Passage to read>
Christian leaders from five war-torn countries of East Africa gathered in Kampala, Uganda, last November to strengthen the church's witness in the midst of conflict. They were convened by Emmanuel Katongole, a Catholic priest whose biography embodies both ethnic tension and Christian hope. Katongole was born and raised in Uganda, the son of Rwandan parents. His father embraced Christian faith as an adult, and his joyful seriousness about Christianity shaped Katongole, who joined the priesthood and trained as a philosophical theologian in Belgium. Katongole now teaches at Duke Divinity School, where he is co-director, with Chris Rice, of the Center for Reconciliation. He spoke with Andy Crouch about this year's big question for the Christian Vision Project: What must we learn, and unlearn, to be agents of God's mission in the world?



You've lived on three continents and in four countries, and your parents were from yet another country, Rwanda. How does your story affect your understanding of God's mission in the world?

Material for this exercise>
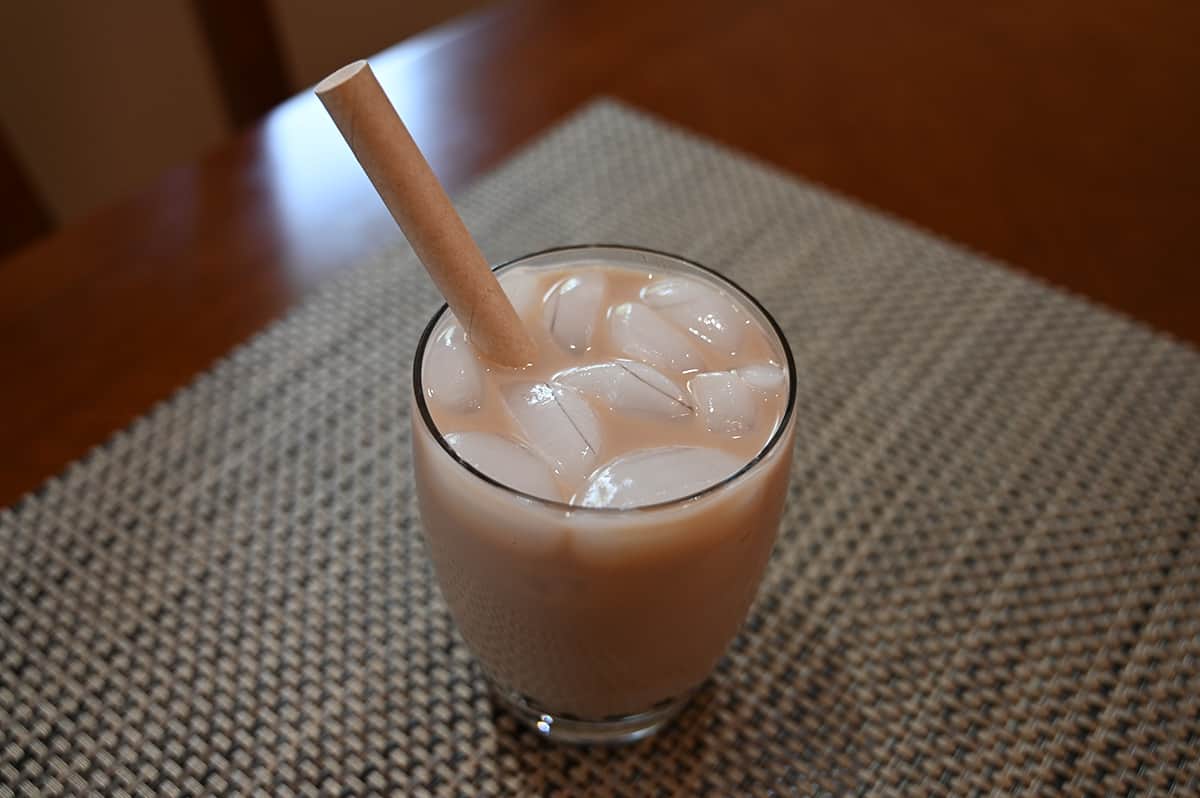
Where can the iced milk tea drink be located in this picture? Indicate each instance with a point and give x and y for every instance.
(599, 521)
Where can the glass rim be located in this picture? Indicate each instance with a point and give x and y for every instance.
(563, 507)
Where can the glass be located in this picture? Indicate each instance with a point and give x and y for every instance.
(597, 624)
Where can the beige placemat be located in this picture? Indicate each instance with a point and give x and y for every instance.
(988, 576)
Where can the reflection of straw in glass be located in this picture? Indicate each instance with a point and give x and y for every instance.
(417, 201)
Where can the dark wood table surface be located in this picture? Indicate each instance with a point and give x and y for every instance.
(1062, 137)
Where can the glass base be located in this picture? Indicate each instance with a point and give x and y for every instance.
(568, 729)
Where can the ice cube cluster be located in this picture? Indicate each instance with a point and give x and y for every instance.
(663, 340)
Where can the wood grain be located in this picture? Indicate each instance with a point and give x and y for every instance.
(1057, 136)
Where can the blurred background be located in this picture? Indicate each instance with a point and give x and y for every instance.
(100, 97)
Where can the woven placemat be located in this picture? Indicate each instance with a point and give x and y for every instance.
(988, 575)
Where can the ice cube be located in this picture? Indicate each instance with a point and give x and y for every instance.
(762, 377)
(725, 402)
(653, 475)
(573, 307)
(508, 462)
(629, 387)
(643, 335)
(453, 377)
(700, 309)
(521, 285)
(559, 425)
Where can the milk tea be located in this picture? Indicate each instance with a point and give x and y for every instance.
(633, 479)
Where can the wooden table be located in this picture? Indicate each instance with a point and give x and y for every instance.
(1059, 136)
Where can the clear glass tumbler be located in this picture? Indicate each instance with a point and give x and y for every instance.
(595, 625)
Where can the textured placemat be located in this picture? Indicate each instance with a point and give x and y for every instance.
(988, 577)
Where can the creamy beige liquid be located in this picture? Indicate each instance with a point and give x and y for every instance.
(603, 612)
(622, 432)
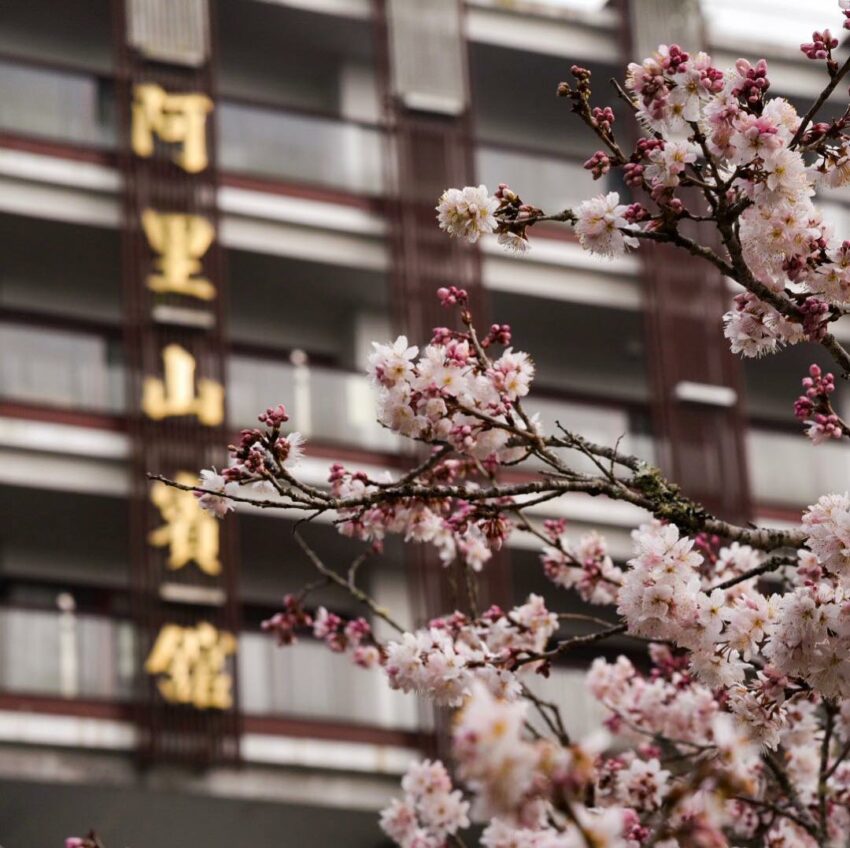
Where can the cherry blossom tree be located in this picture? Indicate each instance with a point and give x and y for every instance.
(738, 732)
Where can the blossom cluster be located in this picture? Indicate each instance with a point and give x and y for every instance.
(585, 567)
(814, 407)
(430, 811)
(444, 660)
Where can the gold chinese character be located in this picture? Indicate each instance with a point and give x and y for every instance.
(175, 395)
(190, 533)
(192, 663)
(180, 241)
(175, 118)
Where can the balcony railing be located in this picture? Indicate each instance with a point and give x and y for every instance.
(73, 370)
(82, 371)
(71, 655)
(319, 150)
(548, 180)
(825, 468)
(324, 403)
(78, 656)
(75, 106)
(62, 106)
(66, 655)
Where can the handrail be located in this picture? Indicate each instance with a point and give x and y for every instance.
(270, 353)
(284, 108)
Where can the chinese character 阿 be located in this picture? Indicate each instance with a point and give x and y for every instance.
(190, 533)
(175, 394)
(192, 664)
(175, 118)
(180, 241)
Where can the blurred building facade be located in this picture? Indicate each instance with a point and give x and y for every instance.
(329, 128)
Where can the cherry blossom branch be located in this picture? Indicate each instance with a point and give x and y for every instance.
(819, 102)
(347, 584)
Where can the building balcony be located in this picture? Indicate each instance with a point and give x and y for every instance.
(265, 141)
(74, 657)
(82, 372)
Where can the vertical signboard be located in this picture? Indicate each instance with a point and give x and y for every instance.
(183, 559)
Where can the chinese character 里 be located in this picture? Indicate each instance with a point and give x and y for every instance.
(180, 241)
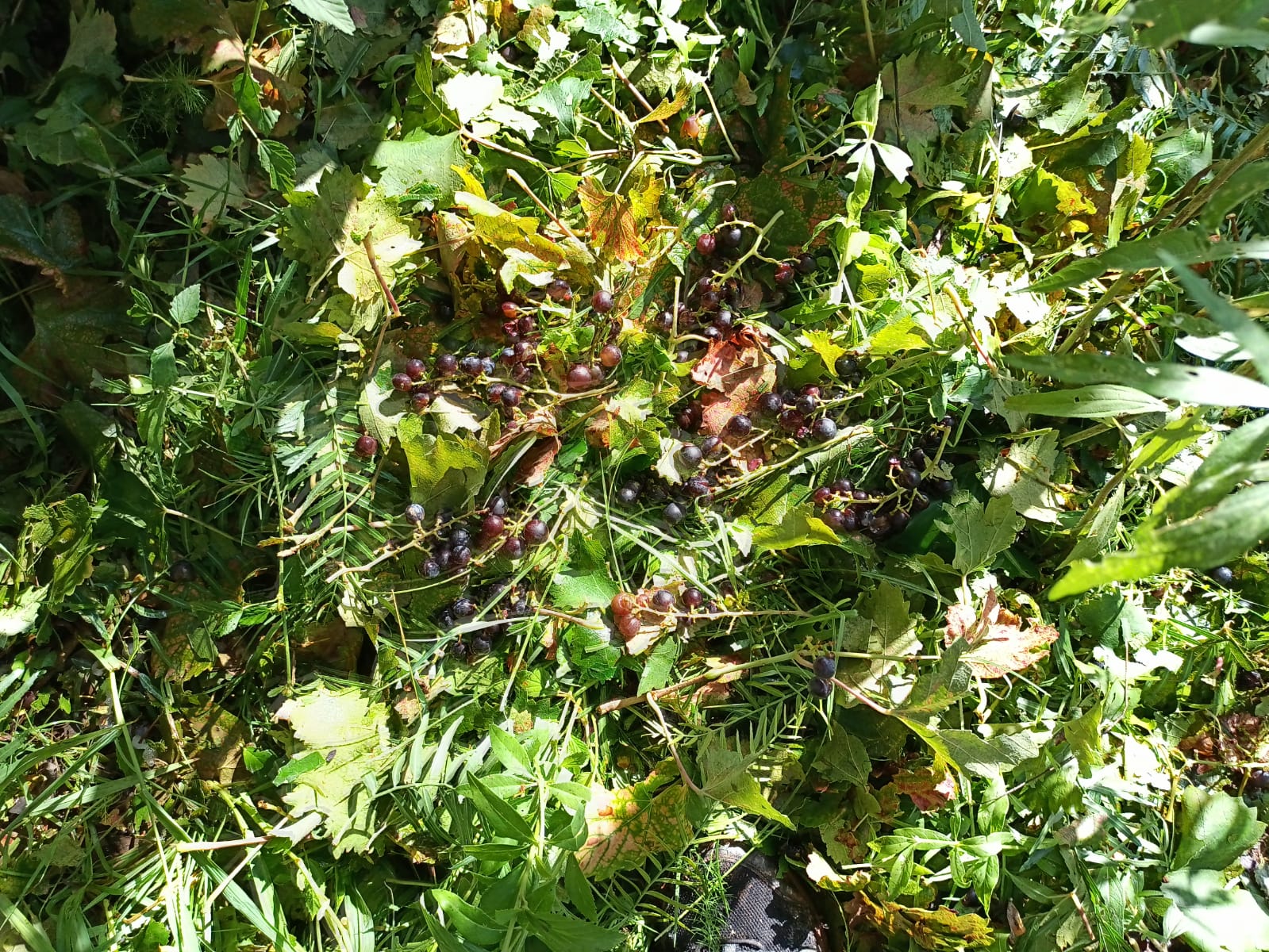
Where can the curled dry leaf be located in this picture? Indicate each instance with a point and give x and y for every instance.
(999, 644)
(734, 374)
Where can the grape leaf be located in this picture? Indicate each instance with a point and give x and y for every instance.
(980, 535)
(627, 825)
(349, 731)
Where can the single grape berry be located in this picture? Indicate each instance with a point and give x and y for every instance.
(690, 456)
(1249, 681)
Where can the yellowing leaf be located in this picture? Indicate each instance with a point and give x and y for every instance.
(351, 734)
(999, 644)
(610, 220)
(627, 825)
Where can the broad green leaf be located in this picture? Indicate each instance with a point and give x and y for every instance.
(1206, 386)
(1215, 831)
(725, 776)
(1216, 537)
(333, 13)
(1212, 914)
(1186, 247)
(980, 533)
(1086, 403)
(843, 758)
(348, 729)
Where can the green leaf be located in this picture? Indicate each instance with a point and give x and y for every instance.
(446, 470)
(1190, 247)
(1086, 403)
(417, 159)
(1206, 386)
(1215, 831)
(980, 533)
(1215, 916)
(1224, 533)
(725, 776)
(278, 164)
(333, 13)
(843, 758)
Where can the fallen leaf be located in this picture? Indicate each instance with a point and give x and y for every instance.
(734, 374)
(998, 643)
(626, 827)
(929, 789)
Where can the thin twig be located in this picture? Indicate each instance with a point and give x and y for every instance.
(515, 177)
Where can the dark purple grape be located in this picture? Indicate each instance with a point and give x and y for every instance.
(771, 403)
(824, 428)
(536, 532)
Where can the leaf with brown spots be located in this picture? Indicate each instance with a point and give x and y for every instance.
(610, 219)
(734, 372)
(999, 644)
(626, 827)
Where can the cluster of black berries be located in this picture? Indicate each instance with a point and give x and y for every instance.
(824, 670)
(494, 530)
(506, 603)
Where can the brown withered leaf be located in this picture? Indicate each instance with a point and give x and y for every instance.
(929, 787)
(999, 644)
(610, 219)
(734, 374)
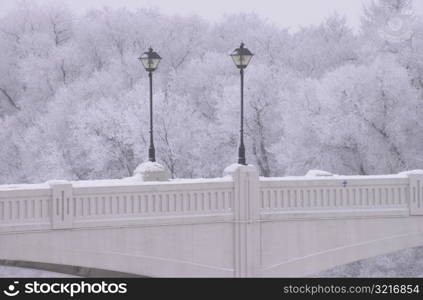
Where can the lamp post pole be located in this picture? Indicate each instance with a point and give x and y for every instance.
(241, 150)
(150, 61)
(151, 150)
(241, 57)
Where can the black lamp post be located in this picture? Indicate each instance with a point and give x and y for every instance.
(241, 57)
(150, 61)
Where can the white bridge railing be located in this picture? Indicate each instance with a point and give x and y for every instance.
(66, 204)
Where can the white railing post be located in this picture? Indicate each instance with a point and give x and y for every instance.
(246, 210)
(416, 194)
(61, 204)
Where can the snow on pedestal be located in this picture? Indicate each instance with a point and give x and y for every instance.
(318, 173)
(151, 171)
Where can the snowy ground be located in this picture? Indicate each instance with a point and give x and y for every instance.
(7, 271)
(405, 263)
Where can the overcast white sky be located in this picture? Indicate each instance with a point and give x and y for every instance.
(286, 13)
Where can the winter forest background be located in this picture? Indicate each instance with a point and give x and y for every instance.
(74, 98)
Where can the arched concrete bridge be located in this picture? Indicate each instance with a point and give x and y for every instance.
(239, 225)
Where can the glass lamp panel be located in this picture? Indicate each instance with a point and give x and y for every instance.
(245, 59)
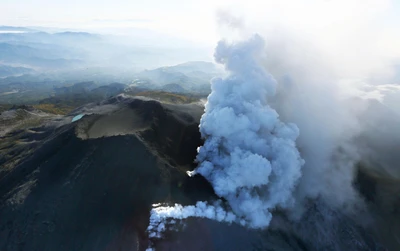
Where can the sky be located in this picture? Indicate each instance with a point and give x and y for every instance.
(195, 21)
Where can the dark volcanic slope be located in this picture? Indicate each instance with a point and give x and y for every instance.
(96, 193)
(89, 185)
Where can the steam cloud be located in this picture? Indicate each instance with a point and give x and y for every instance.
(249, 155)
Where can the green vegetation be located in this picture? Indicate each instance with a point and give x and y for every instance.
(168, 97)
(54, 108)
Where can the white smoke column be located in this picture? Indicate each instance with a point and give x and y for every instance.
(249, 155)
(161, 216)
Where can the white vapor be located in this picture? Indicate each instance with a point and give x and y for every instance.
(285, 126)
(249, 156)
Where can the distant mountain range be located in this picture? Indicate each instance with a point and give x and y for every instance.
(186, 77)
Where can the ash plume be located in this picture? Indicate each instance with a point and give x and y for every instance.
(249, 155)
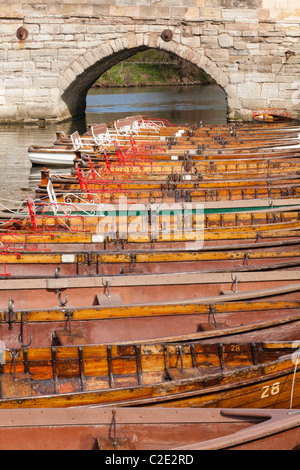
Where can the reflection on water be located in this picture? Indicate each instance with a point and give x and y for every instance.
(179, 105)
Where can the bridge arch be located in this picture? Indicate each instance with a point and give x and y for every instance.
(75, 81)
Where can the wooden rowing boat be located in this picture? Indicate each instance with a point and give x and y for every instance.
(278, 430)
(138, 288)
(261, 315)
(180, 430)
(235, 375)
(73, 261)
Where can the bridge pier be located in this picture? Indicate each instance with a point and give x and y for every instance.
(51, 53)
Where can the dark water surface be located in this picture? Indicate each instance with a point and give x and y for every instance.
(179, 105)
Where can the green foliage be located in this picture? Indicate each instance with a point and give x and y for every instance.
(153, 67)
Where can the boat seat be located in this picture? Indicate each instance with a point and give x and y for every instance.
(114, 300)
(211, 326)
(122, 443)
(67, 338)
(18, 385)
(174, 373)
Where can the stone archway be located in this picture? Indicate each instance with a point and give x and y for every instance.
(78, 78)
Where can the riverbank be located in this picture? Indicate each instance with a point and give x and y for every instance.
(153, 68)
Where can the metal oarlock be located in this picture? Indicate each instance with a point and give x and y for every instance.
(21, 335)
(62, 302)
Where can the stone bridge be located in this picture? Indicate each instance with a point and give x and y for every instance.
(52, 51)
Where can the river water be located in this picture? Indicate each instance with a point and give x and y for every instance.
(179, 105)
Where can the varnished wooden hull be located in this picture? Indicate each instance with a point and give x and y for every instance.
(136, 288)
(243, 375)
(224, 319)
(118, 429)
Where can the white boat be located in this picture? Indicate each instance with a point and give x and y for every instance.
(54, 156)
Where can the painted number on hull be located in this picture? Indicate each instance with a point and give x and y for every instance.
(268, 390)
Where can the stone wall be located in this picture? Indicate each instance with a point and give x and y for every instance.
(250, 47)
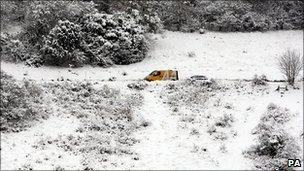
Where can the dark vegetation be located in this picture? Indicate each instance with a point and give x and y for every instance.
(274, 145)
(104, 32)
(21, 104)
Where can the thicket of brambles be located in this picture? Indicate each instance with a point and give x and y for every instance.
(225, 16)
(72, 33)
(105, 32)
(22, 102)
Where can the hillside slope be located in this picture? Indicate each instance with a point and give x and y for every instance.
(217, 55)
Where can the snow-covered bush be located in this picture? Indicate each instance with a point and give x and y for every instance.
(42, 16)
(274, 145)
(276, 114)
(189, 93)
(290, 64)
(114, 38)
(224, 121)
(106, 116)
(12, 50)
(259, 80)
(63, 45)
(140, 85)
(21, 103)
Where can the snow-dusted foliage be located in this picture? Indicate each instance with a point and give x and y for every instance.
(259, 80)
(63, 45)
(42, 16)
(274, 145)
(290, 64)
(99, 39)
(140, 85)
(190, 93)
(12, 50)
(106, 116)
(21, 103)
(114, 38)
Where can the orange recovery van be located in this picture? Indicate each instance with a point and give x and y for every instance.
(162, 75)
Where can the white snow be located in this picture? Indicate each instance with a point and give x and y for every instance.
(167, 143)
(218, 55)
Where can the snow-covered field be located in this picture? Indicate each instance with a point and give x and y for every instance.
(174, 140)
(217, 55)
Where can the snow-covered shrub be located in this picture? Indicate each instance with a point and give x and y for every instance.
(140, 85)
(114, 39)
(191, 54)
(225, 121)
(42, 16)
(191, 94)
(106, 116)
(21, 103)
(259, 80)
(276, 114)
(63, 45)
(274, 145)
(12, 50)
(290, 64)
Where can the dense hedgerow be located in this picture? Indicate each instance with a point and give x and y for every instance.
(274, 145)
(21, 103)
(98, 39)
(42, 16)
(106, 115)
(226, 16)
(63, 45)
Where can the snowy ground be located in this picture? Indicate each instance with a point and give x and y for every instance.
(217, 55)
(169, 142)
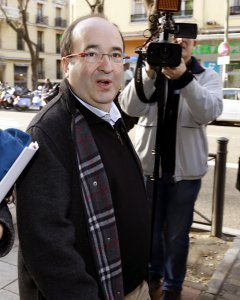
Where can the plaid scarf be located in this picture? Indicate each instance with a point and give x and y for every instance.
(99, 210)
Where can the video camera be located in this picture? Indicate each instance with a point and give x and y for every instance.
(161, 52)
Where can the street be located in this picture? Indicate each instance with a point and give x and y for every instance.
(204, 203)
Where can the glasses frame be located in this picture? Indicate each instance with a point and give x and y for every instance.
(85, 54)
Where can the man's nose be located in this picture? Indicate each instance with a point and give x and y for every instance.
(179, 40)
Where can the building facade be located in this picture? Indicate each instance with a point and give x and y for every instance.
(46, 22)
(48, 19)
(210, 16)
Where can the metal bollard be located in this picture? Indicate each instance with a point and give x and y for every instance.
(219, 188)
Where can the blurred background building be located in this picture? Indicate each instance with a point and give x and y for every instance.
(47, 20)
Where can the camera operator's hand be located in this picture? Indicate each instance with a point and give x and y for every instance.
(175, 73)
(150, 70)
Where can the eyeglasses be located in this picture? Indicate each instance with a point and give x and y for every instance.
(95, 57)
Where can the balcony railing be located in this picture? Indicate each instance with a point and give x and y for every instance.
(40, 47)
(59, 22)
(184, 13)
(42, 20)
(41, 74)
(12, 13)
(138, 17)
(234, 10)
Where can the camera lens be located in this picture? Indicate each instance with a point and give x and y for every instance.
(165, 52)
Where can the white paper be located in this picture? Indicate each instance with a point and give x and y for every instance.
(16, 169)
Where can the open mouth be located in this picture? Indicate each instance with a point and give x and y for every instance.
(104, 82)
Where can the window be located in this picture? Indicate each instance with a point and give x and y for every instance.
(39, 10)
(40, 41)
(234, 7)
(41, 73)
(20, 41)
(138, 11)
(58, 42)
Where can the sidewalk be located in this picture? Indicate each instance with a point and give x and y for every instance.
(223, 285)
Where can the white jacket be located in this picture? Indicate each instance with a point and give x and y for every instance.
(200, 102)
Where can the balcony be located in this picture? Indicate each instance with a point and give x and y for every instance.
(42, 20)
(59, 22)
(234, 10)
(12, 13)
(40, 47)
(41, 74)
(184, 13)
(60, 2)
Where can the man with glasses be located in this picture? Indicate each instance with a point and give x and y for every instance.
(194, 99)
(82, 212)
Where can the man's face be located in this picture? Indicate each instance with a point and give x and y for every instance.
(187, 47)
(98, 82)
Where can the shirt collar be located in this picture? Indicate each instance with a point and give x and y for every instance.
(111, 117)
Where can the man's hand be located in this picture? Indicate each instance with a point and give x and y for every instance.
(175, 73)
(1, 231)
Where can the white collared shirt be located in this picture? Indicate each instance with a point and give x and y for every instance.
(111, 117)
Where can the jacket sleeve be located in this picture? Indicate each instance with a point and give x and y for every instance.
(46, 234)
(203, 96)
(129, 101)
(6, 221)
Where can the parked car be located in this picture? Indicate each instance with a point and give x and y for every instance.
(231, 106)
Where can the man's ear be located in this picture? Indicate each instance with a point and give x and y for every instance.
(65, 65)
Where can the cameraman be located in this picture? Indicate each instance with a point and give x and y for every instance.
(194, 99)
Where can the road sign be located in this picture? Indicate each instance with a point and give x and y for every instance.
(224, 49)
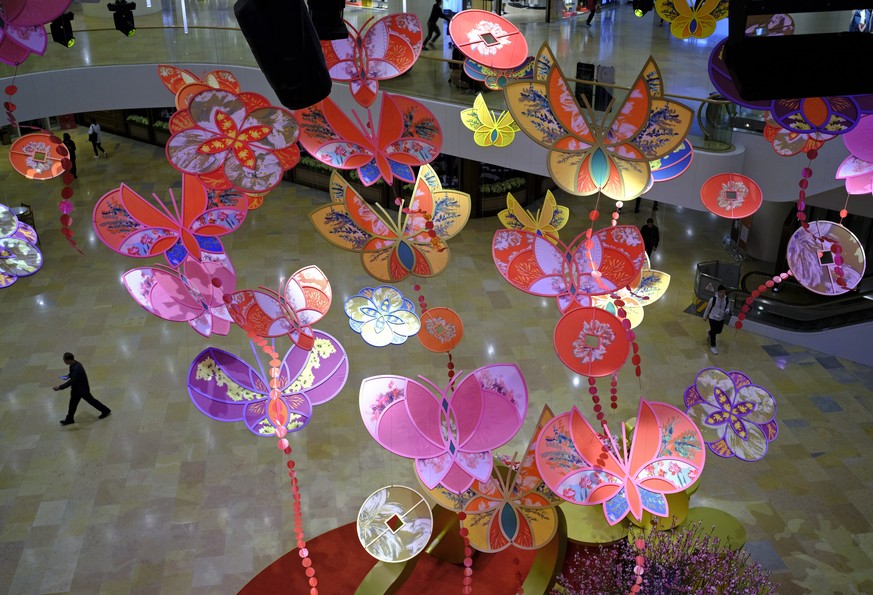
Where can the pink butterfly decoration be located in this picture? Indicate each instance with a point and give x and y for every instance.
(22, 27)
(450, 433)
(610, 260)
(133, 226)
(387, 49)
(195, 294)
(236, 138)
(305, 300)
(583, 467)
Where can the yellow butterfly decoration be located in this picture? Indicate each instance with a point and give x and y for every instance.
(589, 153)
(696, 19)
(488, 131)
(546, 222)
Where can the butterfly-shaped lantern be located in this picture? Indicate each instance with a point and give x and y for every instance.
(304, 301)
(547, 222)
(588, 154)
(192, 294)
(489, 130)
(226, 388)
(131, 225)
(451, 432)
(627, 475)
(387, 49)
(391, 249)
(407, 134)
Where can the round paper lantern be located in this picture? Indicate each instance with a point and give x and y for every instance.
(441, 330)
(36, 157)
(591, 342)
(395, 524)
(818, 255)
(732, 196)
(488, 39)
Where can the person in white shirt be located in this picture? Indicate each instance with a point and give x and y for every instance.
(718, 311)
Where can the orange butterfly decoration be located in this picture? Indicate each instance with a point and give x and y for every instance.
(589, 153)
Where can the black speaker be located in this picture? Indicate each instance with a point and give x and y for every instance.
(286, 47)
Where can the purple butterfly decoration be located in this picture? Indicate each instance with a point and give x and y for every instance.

Written exercise 1> Reproduce the entries word for word, everything from the start down to the line containing "(1059, 136)", with both ends included and the pictures left out.
Written exercise 2> Pick up the interview with Emmanuel Katongole at the point where it stops, and keep it going.
The interview and the entries were drawn from separate sources.

Output 1>
Where can the iced milk tea drink be located in this picture? Indicate each instance with a point and give x and y for every instance.
(599, 521)
Where can the glass rim be located in this picture? Indicate each instance with a point and give x and y for every instance.
(563, 507)
Where can the glass be located in this picture? Indicate each instance with a point and give x and y for every instance.
(597, 624)
Where can the beige placemat be located in this picture? Indicate each instance with a point and give x and y for every instance.
(988, 576)
Where can the reflection of straw in glass be located in this picture? Indicate each instance with a point and give x and y for every instance.
(417, 201)
Where can the dark wood table surface be located in this picture? Indicate each instance with a point and give x and y for every instance.
(1062, 137)
Where can the glass base be located in this picture? Indicate each instance with a point and give x and y for every instance.
(568, 729)
Where can the ice cube cluster be located in this picture? Indicate each instance with a point and give x and y for every instance.
(663, 340)
Where can the wood grain be located in this picture? Indicate each instance with a point and give x and y for every instance.
(1057, 136)
Where can the blurred background be located in this picture? Indicate each instance with a point and give x and y for every instance.
(100, 97)
Where can the woven placemat be located in this picture? Indicate each instance with a point and give x and y for every instance.
(988, 575)
Where can the ice cube be located in this picture? Indicate each instance with a point and give x and y for every instance.
(762, 377)
(725, 402)
(653, 475)
(573, 307)
(508, 462)
(629, 387)
(643, 335)
(453, 377)
(700, 309)
(521, 285)
(559, 425)
Where can the milk tea be located in this picture? Indicate each instance with a point and give x and y for every instance.
(633, 479)
Where can the wooden table be located in this picture? Indicate each instance with a point and give x and y for every instance.
(1059, 136)

Output 2>
Being an immigrant can be a blessing. God's mission, as I read it in 2 Corinthians 5:17, is new creation. God is reconciling the world to himself. And there is a sense of journey that is connected with that. When, later on, Paul says that "we are ambassadors of God's reconciliation, God is appealing through us," he is inviting us into a journey toward a new kind of community. People looking at Christians should be confused. Who are these people? Are they black? Are they white? Are they Americans? Are they Ugandans? In Revelation, John sees people drawn from all languages and tribes and nations: an unprecedented congregation. Living on three continents has deepened my understanding of the church as such a congregation; at the same time, it has heightened my sense of Christian life as a journey and of what it means to live as a pilgrim, a resident alien.

That is reminiscent of the name Christians gave themselves in Acts, "people of the Way."
That is, the way of Jesus. I also take that to mean people on the way, on pilgrimage. We have settled too easily. Instead of living out that story of journey toward a new creation, we tend to live out the stories of nationality. And then we forget what it means to journey. It's not difficult to see why we settle, because our nations or tribes or races try to convince us that life can't get any better than this. They ask us, "Where would you want to go? Why would you want to leave?" This is not just something that happens in a superpower like America. Even small nations like Rwanda, even small tribes, have an America-sized imagination of themselves!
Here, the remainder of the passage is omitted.